Excerpt provided:
* * *

Orangutan forced to box or wear bikini tops and mini-skirts in the world’s cruellest safari park, a dog-drowning dungeon, a performing bear and a python with its mouth taped shut among the shocking photos highlighting animal cruelty across the globe
Orangutans forced to box or wear mini skirts, a dog-drowning dungeon and a performing bear are on display in shocking photos highlighting animal cruelty around the world.
In one image, a forlorn orangutan in boxing gloves and shorts sits huddled at the side of a boxing ring at a Thai safari.
Another photo taken at the Safari World site near Bangkok shows three orangutans in bikini tops, mini skirts and summer dresses forced to perform a show for tourists.
Even more sinister is a filthy dog-drowning dungeon in Cambodia, where a monkey can be seen sitting above the grimy waters of the ‘drowning pit’ as three canines sit squashed into a cage nearby.
The dogs are killed for the dog meat trade, with another shocking image showing decapitated heads and dismembered paws in a bloody bucket.
THAILAND: A forlorn orangutan in boxing gloves and shorts sits huddled at the side of a boxing ring at a safari outside Bangkok
THAILAND: Three orangutans in bikini tops, mini skirts and summer dresses are forced to perform a show for tourists at Safari World
CAMBODIA: A filthy dog-drowning dungeon in Cambodia, where a monkey can be seen sitting above the grimy waters of the ‘drowning pit’ as three canines sit squashed into a cage nearby
CAMBODIA: Decapitated heads and dismembered paws of dogs in a bloody bucket. The animals were killed for the dog meat trade
The photos are just some of the heartbreaking images collected in a new book by British photographer Aaron Gekoski.

* * *

Given exercise 1:
Using the article on animal cruelty, decide whether each statement agrees with it: (a) The orangutan in boxing gloves sits at the side of a boxing ring at a safari near Bangkok. (b) The dog-drowning dungeon is in Thailand. (c) The images are collected in a book by an American photographer. Answer yes or no for each and quote the words of the article that decide it.

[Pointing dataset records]
* * *

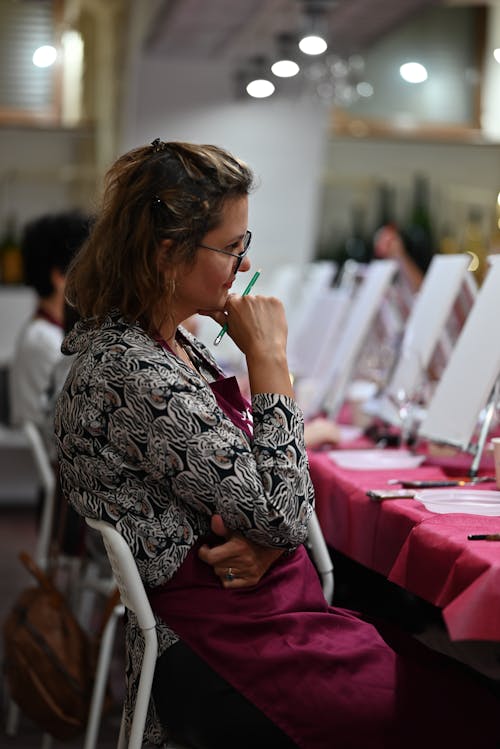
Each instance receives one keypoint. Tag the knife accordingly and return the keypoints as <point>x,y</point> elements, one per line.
<point>438,482</point>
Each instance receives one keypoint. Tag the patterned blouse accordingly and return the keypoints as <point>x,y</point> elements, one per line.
<point>143,444</point>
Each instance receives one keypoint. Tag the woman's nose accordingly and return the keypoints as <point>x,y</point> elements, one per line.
<point>245,265</point>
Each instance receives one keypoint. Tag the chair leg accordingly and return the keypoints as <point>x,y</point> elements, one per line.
<point>46,741</point>
<point>12,719</point>
<point>122,739</point>
<point>101,678</point>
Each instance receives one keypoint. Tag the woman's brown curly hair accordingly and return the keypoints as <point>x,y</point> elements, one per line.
<point>161,191</point>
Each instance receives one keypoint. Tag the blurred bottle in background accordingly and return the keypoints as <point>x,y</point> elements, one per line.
<point>418,232</point>
<point>357,245</point>
<point>475,243</point>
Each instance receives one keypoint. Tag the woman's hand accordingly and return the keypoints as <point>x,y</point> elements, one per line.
<point>247,562</point>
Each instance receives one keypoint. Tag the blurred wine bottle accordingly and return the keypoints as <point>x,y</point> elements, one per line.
<point>418,234</point>
<point>11,259</point>
<point>384,207</point>
<point>357,246</point>
<point>448,242</point>
<point>475,244</point>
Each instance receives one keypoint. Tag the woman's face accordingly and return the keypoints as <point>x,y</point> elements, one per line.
<point>205,285</point>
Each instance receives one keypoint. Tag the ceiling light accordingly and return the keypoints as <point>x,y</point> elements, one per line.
<point>413,72</point>
<point>364,89</point>
<point>285,68</point>
<point>44,57</point>
<point>313,45</point>
<point>260,88</point>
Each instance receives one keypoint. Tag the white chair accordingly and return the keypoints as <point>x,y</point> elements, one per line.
<point>48,481</point>
<point>47,478</point>
<point>321,557</point>
<point>134,598</point>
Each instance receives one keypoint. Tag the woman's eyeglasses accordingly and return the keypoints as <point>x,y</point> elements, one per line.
<point>247,238</point>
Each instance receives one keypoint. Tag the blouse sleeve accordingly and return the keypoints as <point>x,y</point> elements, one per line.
<point>143,442</point>
<point>262,489</point>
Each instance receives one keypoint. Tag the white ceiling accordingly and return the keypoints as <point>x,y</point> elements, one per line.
<point>235,29</point>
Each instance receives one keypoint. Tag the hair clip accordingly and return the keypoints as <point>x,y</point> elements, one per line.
<point>158,145</point>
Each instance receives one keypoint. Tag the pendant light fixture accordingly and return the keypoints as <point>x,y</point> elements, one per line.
<point>313,41</point>
<point>286,65</point>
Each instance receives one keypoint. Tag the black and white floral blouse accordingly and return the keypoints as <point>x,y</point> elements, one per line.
<point>143,444</point>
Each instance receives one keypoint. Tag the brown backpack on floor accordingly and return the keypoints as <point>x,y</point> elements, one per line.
<point>49,659</point>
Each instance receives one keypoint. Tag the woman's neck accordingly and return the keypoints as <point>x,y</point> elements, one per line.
<point>53,307</point>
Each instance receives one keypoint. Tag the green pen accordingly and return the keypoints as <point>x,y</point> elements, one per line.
<point>248,289</point>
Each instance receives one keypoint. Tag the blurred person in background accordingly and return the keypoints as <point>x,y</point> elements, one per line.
<point>48,245</point>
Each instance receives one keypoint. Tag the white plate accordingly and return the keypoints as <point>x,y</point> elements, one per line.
<point>460,500</point>
<point>373,460</point>
<point>349,433</point>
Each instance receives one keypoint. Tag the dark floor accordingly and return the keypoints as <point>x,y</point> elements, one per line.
<point>17,533</point>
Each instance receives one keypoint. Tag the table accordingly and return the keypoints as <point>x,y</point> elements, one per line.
<point>425,553</point>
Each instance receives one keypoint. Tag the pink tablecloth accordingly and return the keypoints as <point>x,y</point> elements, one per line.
<point>426,553</point>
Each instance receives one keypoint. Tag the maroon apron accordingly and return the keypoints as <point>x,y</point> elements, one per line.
<point>324,676</point>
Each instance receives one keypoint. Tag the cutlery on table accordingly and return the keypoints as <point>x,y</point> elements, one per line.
<point>431,483</point>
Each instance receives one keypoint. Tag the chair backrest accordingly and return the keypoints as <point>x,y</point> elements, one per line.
<point>125,572</point>
<point>331,391</point>
<point>473,368</point>
<point>321,557</point>
<point>48,481</point>
<point>134,597</point>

* * *

Given exercise 2:
Reproduce the records from their first line through the line containing "<point>161,191</point>", swapping "Tag" for "Mark" and keeping everything else the same. Omit the pictures.

Task solution 1:
(a) Yes: "A forlorn orangutan in boxing gloves and shorts sits huddled at the side of a boxing ring at a safari outside Bangkok"
(b) No: "a filthy dog-drowning dungeon in Cambodia"
(c) No: "a new book by British photographer Aaron Gekoski"

Task solution 2:
Each instance receives one keypoint. Mark the knife accordingly and return the keypoints as <point>x,y</point> elements, one per line.
<point>438,482</point>
Each instance receives one keypoint. Mark the patterned blouse accordingly and return the keypoints as <point>x,y</point> elements, one per line.
<point>143,444</point>
Each instance receives one keypoint. Mark the woman's nose accordingly and return the keypoints as <point>x,y</point> elements, one per line.
<point>245,265</point>
Each instance receives one keypoint. Mark the chair leg accordingly and return the keypoints as <point>x,y</point> elements, one per line.
<point>46,741</point>
<point>12,719</point>
<point>122,739</point>
<point>101,678</point>
Each instance receives one keypoint. Mark the woman's brown curly hair accordingly and return the keypoints as <point>x,y</point> elements, one per line.
<point>161,191</point>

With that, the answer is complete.